• **Input**:
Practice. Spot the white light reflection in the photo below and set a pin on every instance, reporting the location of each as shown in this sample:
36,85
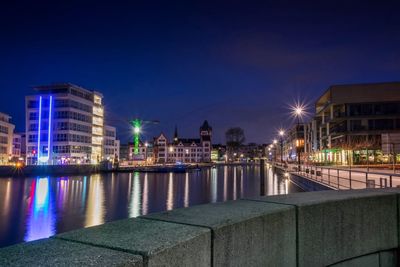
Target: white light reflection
41,218
95,206
134,209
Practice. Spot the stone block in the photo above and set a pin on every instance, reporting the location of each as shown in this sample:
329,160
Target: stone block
245,233
337,225
53,252
371,260
160,243
388,258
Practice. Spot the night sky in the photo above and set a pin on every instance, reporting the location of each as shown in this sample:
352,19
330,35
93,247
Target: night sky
232,63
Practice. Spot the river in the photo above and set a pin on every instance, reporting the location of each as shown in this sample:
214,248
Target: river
38,207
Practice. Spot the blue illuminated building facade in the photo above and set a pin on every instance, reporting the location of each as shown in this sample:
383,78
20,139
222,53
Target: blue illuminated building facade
64,125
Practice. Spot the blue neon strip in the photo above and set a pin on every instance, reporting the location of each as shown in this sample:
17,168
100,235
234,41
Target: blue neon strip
49,131
40,126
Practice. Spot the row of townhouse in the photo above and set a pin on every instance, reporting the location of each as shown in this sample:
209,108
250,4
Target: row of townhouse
64,125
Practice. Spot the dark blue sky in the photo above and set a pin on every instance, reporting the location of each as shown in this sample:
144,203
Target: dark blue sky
235,63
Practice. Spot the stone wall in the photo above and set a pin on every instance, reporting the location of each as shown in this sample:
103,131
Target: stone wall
327,228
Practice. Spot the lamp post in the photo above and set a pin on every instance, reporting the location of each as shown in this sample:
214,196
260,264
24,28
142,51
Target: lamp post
298,112
281,134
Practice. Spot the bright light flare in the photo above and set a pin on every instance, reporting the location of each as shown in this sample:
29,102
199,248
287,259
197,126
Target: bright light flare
298,110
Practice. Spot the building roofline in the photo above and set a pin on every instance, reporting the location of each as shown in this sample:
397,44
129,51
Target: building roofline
61,85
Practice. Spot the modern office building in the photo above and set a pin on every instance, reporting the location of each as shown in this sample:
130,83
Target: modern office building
184,150
356,123
6,138
294,143
17,145
64,125
111,144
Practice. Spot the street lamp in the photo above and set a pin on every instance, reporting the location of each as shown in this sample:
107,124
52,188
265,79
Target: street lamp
298,112
281,134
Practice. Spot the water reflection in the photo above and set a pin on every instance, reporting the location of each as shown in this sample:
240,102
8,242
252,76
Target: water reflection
134,209
41,217
34,208
170,197
95,204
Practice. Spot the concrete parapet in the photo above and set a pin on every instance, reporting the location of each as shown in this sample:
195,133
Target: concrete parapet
53,252
245,233
336,225
160,243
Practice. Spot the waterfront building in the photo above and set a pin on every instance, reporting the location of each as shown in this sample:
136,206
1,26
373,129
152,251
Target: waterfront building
17,145
124,152
6,138
184,150
218,153
293,144
64,125
355,124
117,149
110,144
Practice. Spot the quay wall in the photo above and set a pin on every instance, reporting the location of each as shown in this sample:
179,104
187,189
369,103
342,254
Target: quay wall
304,183
326,228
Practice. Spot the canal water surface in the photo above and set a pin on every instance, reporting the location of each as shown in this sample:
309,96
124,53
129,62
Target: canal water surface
32,208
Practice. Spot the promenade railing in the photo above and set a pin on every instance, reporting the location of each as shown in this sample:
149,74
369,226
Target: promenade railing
345,177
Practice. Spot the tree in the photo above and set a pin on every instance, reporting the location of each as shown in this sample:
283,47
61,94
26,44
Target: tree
234,138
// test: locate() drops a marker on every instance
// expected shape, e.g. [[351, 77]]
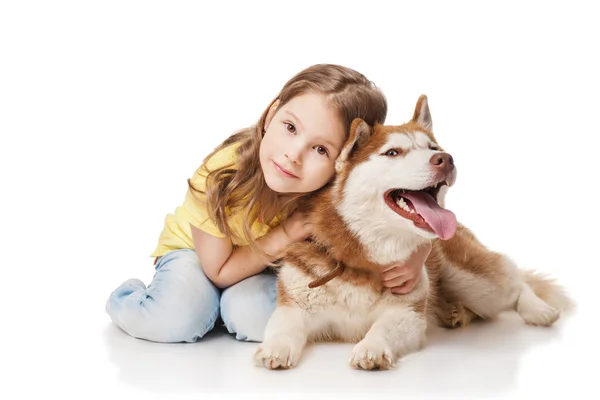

• **Task item**:
Everything in the listing except the pictures must be reproduced exactly.

• **The answer**:
Practice. Spot the white light reflection in the photo below and set a pin on every instance, reporting the location of each as shown in this sample:
36,85
Target: white light reflection
41,218
95,206
134,209
Practice. Spot the stone block in the photo above and set a pin on every instance, reporting the location of each as shown in this sample:
329,160
Target: stone block
245,233
337,225
53,252
371,260
160,243
388,258
Practice. Spot the night sky in the photo above and set a pin on every instance, reporting the location of each as shown in this sample:
352,19
330,35
93,247
Target: night sky
232,63
Practice. Spot the river in the photo above and set a pin on every instance, reporting the location of each as shown in this sample:
214,248
Target: river
38,207
Practice. Spot the blue illuminated building facade in the photo above and set a pin on every instance, reporting the location of each as shown in this sample:
383,78
20,139
222,53
Target: blue illuminated building facade
64,125
Practice. Spot the blue neon strip in the photo above and set a pin on every instance, reporting the location of each as shown in this sample:
17,168
100,235
234,41
Target: blue neon strip
49,131
40,126
Practice. Spot the row of townhouse in the photo above and set a pin on every instance, reporting the location of each as shown in this sample:
209,108
250,4
Target: row of townhouse
64,125
Practice. Spot the dark blue sky in the photo above and set a pin on every instance, reporting the location of each as shown in this sample:
144,203
Target: dark blue sky
235,63
Practice. Spot the stone wall in the photo above and set a pin on every instance, reporting the location of each as shown in this sample:
103,131
Target: stone wall
327,228
Practice. Spot the lamp post in the photo above and set a pin on every instance, reporting the location of each as shown in this sample:
214,196
260,264
24,28
142,51
Target: lamp post
298,112
281,134
Practice. Spot the bright light flare in the photo above and set a pin on every instance, reporting the location of each as shown in this sample:
29,102
199,248
287,259
197,126
Target: bright light flare
298,110
Practice. Spot the building roofline in the photo above and set a pin on every instance, reporting the location of each as shown in this sample:
397,44
129,51
Target: building roofline
61,85
Practice. Spot the modern office building in the photo above and set a pin on every instance, reporting the location of each as shown in this sample:
130,83
Target: modern office building
184,150
356,123
6,138
294,143
17,145
64,125
111,144
Practice. Spot the street lamp in the photo above and set a pin on every instance, reporting the location of each as shown in this sample:
107,124
52,188
265,79
Target: street lamp
298,112
281,134
Practice. Spot the water reflection in the photo above and set a pin on every instance, reporting the location of each as shown in this sample:
240,102
8,242
252,76
Target: water reflection
134,209
41,217
34,208
170,197
95,204
Practice. Spot the concrete parapet in the photo above and set a pin on every instance, reporting the location of each as shown in this sample:
195,133
Target: concrete parapet
53,252
245,233
336,225
160,243
Practice. Spot the waterfront building in the photo above and set a pin on every instance, reporting the location of each as shown in this sample:
136,206
1,26
373,129
152,251
Target: waterfront building
17,145
124,152
6,138
184,150
218,153
293,144
64,125
355,124
117,149
110,144
Practice. Spot the quay wall in the photo above and set a pin on every instance, reporting the location of each as shown in this sample:
179,104
187,189
369,103
342,254
Target: quay wall
304,183
326,228
Practice. Spot the canal water surface in the photo above and set a pin on every instance, reporting the location of each as shown in this sample:
309,96
124,53
129,62
Target: canal water surface
32,208
Practice. Spot the promenade railing in the photo above and set a pin on every instance, reporting the location of each as shown in this sample:
149,74
369,226
Target: promenade railing
345,177
Practice. Spot the tree in the photo above and set a pin on every instance, reporting the location of each as shown in this sample:
283,47
61,94
26,44
Target: tree
234,138
// test: locate() drops a marker on every instance
// expected shape, e.g. [[351, 77]]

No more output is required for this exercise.